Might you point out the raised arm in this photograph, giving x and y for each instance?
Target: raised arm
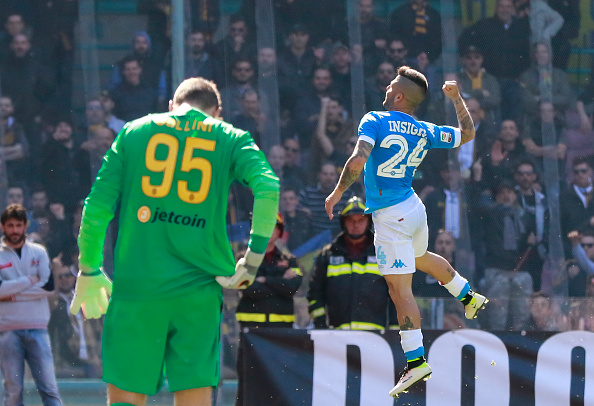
(465, 123)
(350, 173)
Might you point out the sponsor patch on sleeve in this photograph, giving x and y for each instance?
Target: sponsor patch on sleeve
(445, 137)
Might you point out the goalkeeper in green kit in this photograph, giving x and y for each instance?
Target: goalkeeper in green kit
(170, 175)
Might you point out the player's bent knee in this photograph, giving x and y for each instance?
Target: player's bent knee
(193, 397)
(117, 396)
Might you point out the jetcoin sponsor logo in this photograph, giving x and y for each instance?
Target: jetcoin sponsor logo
(144, 214)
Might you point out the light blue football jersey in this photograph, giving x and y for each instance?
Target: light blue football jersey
(400, 143)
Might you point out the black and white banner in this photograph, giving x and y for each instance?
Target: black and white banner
(470, 367)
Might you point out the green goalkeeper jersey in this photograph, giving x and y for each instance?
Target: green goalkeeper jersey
(170, 174)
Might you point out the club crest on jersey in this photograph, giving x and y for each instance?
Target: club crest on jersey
(398, 264)
(336, 260)
(445, 137)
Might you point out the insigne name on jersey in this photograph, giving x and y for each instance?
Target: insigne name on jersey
(406, 127)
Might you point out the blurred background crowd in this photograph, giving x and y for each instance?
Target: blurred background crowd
(513, 210)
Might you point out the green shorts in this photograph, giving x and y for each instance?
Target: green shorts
(144, 338)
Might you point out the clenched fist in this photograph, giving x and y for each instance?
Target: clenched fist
(450, 89)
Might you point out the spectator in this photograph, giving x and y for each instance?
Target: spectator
(576, 278)
(24, 312)
(553, 80)
(535, 132)
(504, 42)
(297, 220)
(133, 99)
(95, 115)
(397, 52)
(57, 167)
(375, 90)
(251, 118)
(498, 163)
(152, 74)
(480, 85)
(296, 62)
(276, 159)
(332, 134)
(108, 105)
(484, 138)
(268, 302)
(199, 62)
(579, 137)
(39, 201)
(576, 203)
(14, 147)
(582, 248)
(293, 173)
(242, 81)
(374, 32)
(53, 40)
(425, 285)
(544, 21)
(236, 45)
(266, 63)
(16, 195)
(346, 290)
(312, 199)
(421, 24)
(570, 11)
(25, 80)
(446, 207)
(536, 217)
(545, 315)
(307, 109)
(13, 26)
(88, 158)
(340, 69)
(508, 285)
(76, 355)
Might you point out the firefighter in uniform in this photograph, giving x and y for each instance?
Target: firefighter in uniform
(346, 289)
(268, 302)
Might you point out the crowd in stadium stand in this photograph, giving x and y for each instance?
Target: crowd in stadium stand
(493, 191)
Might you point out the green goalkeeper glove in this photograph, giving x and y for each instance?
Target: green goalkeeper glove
(245, 272)
(92, 289)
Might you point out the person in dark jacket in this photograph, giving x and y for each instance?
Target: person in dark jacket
(268, 302)
(346, 290)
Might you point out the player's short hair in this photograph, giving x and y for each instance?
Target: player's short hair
(525, 161)
(415, 76)
(198, 91)
(128, 59)
(582, 160)
(14, 211)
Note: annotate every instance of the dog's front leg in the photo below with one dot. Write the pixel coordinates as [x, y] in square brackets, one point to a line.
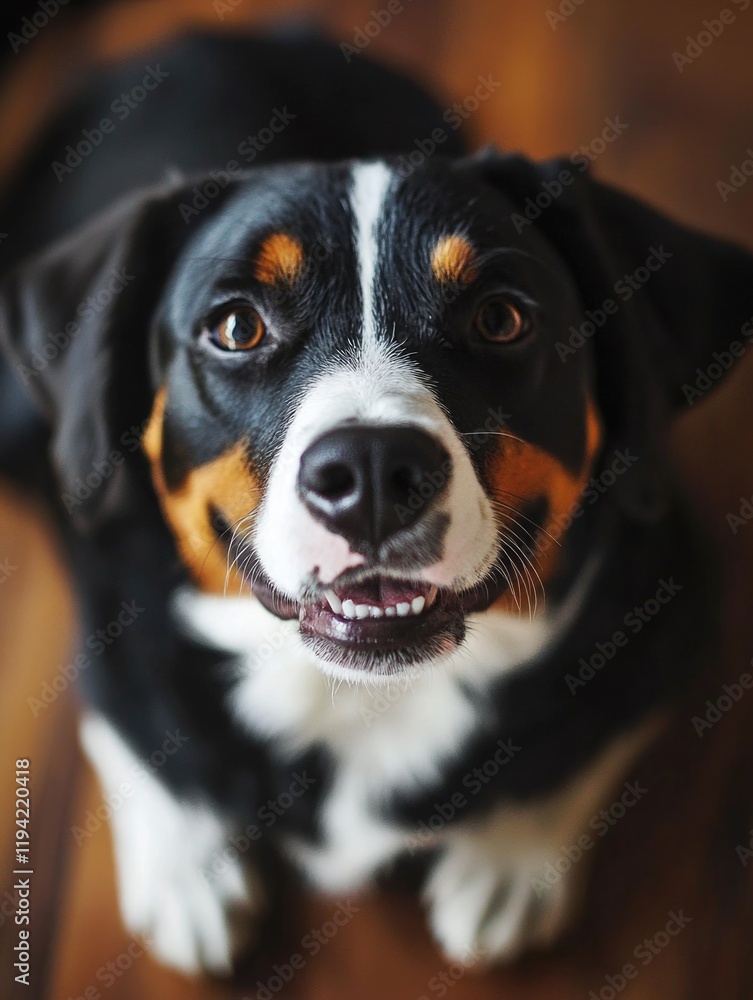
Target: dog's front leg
[192, 897]
[492, 895]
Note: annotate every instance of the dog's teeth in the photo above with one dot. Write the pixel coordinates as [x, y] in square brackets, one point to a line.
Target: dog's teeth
[334, 601]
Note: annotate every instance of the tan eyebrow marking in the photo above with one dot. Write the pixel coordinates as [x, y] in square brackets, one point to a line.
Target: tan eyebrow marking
[279, 259]
[453, 260]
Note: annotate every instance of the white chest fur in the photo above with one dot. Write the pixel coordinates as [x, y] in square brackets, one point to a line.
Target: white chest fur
[381, 738]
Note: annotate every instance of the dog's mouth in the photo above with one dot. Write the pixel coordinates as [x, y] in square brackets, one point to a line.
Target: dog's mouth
[381, 625]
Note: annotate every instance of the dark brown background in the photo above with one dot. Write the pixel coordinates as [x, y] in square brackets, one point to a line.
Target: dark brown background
[677, 849]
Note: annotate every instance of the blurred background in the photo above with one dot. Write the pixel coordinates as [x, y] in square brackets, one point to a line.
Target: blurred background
[571, 75]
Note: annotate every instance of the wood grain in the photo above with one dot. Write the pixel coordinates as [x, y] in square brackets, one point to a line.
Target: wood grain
[677, 850]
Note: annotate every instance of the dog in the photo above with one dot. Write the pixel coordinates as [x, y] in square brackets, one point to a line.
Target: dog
[359, 460]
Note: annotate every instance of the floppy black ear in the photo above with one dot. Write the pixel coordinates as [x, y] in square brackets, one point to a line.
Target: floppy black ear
[658, 298]
[74, 324]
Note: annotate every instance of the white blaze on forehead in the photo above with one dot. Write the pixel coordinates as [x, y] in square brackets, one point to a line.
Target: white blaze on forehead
[371, 182]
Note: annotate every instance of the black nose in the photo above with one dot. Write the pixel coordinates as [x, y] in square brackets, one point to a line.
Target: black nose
[367, 483]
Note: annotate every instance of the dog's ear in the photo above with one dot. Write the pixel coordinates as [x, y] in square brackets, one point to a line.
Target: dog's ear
[658, 299]
[74, 324]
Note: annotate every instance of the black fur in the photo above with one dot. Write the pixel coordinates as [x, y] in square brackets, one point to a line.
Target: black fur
[179, 268]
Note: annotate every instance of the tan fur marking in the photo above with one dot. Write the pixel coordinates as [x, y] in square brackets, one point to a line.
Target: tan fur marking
[529, 472]
[279, 260]
[453, 261]
[225, 483]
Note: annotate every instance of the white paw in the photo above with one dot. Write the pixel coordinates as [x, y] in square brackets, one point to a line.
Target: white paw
[483, 910]
[182, 888]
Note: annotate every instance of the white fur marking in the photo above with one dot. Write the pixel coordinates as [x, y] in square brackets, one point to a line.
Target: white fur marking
[163, 848]
[371, 183]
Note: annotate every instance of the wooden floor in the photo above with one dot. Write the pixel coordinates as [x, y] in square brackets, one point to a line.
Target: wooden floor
[677, 849]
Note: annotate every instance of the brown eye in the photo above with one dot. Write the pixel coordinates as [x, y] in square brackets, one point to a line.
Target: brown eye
[498, 321]
[241, 330]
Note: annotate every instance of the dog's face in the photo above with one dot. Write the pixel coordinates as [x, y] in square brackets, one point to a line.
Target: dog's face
[361, 413]
[354, 401]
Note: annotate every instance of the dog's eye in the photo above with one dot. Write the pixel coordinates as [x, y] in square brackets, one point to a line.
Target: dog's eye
[499, 321]
[241, 330]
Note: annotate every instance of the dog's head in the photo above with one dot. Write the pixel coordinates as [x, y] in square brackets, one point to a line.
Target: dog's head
[372, 399]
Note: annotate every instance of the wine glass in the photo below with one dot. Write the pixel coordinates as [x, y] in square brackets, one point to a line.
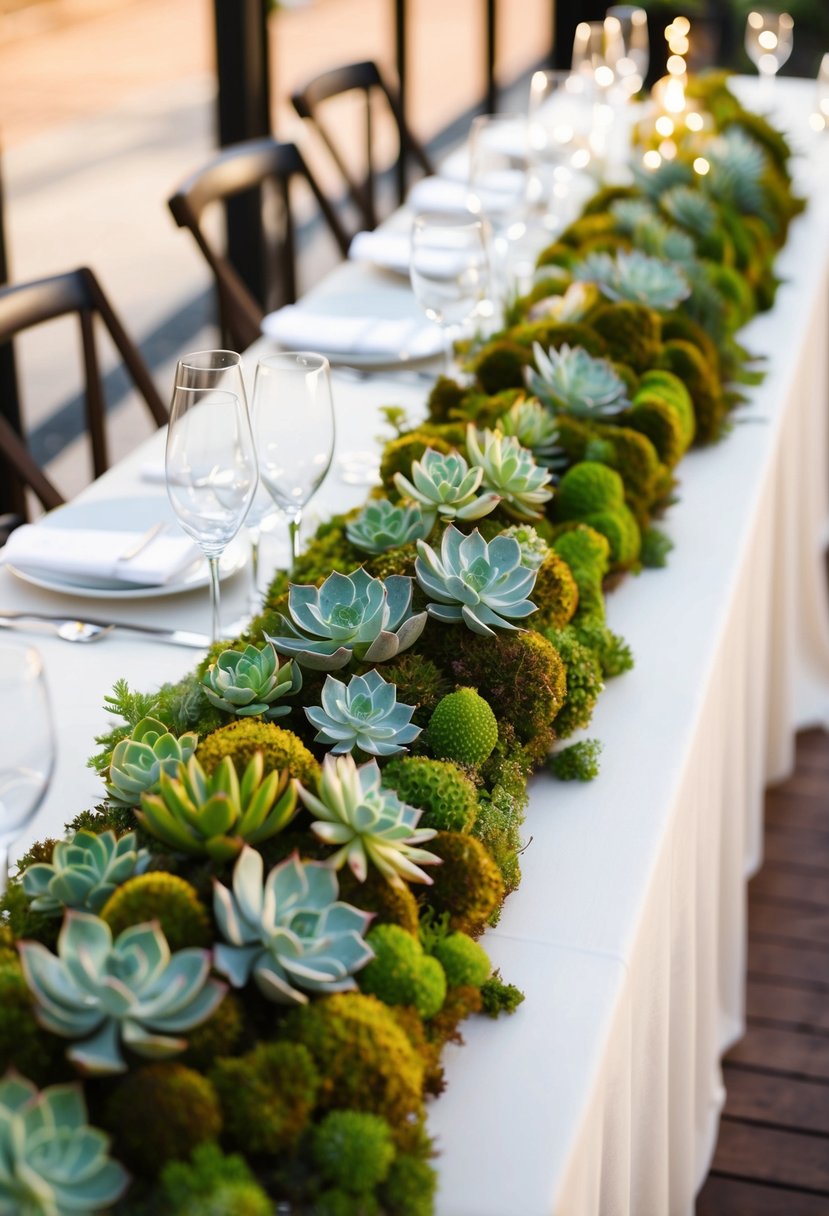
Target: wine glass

## [Objective]
Repeat each entry exactly as it appears; skip any picture.

## [Result for this task]
Might you point out the raised arm in this photograph, giving x and y for each instance?
Target: raised arm
(465, 123)
(350, 173)
Might you point out the sponsor patch on sleeve in this photograph, giving x and y for each instance?
Target: sponsor patch on sleeve
(445, 137)
Might you point out the goalkeeper in green kit in this photograph, giving x and y for each instance?
Target: goalkeeper in green kit
(170, 175)
Might you point out the player's bent knee in this photograph, giving x and y for each instance?
Target: player's bent knee
(193, 397)
(117, 396)
Might you point out the jetcoin sponsor logo in this photograph, giving x and y for each instance?
Target: jetcoin sponsor logo
(144, 214)
Might you point out the light blue football jersey in this photograph, giving x and y for each instance?
Target: light blue football jersey
(400, 143)
Might you point out the black and white banner in this photograph, giving x and y for each instance?
Target: black and white banner
(470, 367)
Might you point out the green goalkeeper jersey in this photograph, giving x and y for each instance?
Target: green goalkeeper jersey
(170, 174)
Might you point out the club crest on jersey in this photograph, giving x and y for each instance?
Target: club crest on jersey
(398, 264)
(336, 260)
(445, 137)
Might you point out the insigne name on jersey in this photograph, giving x and y for each instance?
Target: insigne name on jersey
(406, 127)
Might you point out the blurred background crowd in this photograph, giving x and y for each instance?
Target: blurred background crowd
(513, 210)
Might you point out the green shorts in this photograph, giving x and y for each instance?
Target: green shorts
(144, 338)
Might you point out the clenched fist in this photograph, giving x and y for each instance?
Target: clenched fist
(450, 89)
Might you point out the spectator in this photograph, giving x and y for each instance?
Target: spectator
(576, 278)
(24, 312)
(553, 80)
(535, 132)
(504, 42)
(297, 220)
(133, 99)
(95, 115)
(397, 52)
(57, 167)
(375, 90)
(251, 118)
(498, 163)
(152, 74)
(480, 85)
(296, 62)
(276, 159)
(332, 134)
(108, 105)
(484, 138)
(268, 302)
(199, 62)
(579, 137)
(39, 201)
(576, 203)
(14, 147)
(582, 248)
(293, 173)
(242, 81)
(374, 32)
(53, 40)
(425, 285)
(544, 21)
(236, 45)
(266, 63)
(16, 195)
(346, 290)
(312, 199)
(421, 24)
(570, 11)
(25, 80)
(446, 207)
(536, 217)
(545, 315)
(307, 109)
(13, 26)
(88, 158)
(340, 69)
(508, 285)
(76, 355)
Might you point out the firefighter in uniform in this photograph, giving x and y for each instance?
Target: firefighter in uniform
(346, 289)
(268, 302)
Might you point out the crowd in stadium stand in this photograph, giving x and y for each instance?
Target: crowd in stadium stand
(493, 191)
Might you point out the green goalkeeper glove in this photograph, giving x and y for each instance?
Target: green goalkeeper glove
(245, 272)
(92, 289)
Might you point out the person in dark jacket in this photograph, giving x and y for each instance?
Target: person in dark jacket
(268, 302)
(346, 290)
Might you point out the player's short hair in this photograph, giving x and y for each instance?
Target: player's short hair
(525, 161)
(415, 76)
(198, 91)
(128, 59)
(582, 160)
(14, 211)
Note: annotate every instance of the dog's front leg in the photo below with one dot. Write the pixel coordinates as [x, y] in square brackets, one point to a line.
Target: dog's front leg
[192, 897]
[492, 895]
Note: annotate every instance of the dog's teeth in the photo above with one dot. Write the pixel coordinates as [x, y] in square brackets, one point to a line.
Target: dog's teeth
[334, 601]
Note: annotate every instance of the tan eyebrow marking in the photo above with one dot. Write the pixel coordinates as [x, y] in square brackets, one point to a line.
Target: tan eyebrow marking
[279, 259]
[453, 260]
Note: annotate every instance of the white chest fur in the photo above with one dot. Write the pixel coordinates as [x, y] in square brackets, one point to a line.
Target: white chest fur
[381, 738]
Note: annotate every instance of the dog's mouth in the photo above with one dot. Write the pixel coordinates as [x, y] in square brackets, one point to a line.
Target: dog's mouth
[381, 625]
Note: annotate every instance of the dark brown background in the photo above with one dot. Write the pixel coordinates as [x, y] in square brackets, one point to a line.
Target: dark brown background
[677, 849]
Note: annotate every instance of the blurred background in the photo above with one dot. Write the pixel coordinates as [x, y] in square brackets, one point to a line.
Target: blurred background
[571, 75]
Note: annotate every instance of the wood grain in the photo above with one dot. Write the pixel coordinates as [x, y] in square brackets, one point to a line.
Target: wood grain
[677, 850]
Note: annotate every instance of the dog in the photo above with one dot. Write the pixel coordinates as [x, y] in square brackets, one point to a line.
Target: dog
[359, 460]
Note: annotate every instance of the floppy black ear in the photo above with one dot. Write the pixel coordinates as [x, y] in square brackets, one point to a line.
Target: floppy black ear
[658, 298]
[74, 324]
Note: annotate every instance of the white blaze on forehead in the photo above with one dot. Write the pixel coordinates as [x, y] in square brackets, one point to a line.
Target: white blaze on forehead
[371, 182]
Note: annotate every instance of the black nose in the photo above with one dot. Write the pixel coordinates as [x, y] in square brackets, one point to a line.
Target: black nose
[367, 483]
Note: annotate every instance of the dog's ear in the photo above with one dot. Write the pixel coordinates as [x, y] in square brackets, one point to a line.
Target: dog's ear
[658, 299]
[74, 324]
Note: annotate every instance of the black fur in the photo above with one dot. Write the pixel coordinates as [x, y] in square brackets, one point to a line.
Target: black fur
[179, 268]
Note: annotate every instance of the tan fur marking in the photo above with one dot. Write the pixel coordinates as [x, y] in square brackets, one point to a line.
Target: tan fur marking
[529, 472]
[279, 260]
[453, 261]
[225, 483]
Note: annotate every instance of the white paw in the photo above with one dot. Write the pixel coordinates as [x, y] in square brackets, one point to a line.
Target: white paw
[483, 910]
[182, 888]
Note: annotate every instance of the white fur marking in the photo above with one dot. Write the pixel coordinates as [x, y] in square brackets, one point to a line.
Target: white fur marking
[163, 848]
[371, 183]
Note: annotate every instance of the wooden floor in the photo above with one dot. Write the pixel coordinates as [x, y] in square brackets, one point to a line.
Target: wooden floor
[677, 849]
Note: annotate every instance of the brown eye in the photo above with one dot. Write the pixel coordinates as [x, y] in square brackets, one point to a line.
Target: brown eye
[498, 321]
[241, 330]
Note: annotate every instance of the dog's face in the photo above with one dot. Write the pixel coordinates as [x, y] in square brackets, one point to a line.
Target: dog's face
[361, 413]
[354, 401]
Note: annotate every instance of the dog's eye in the photo above with one dot. Write the pixel coordinates as [x, y] in square brackets, one point to a line.
Target: dog's eye
[499, 321]
[241, 330]
Note: annotate every instance of the dog's head in the photo above with one dot. Write the pixel coordinates as [x, y] in square brackets, one point to a line.
Target: dog's head
[372, 399]
Note: annotate every instance of the wine glass in the photo below with one dot. Write the pixel coordinates as [x, y] in square brackets, one point to a line.
Target: wine glass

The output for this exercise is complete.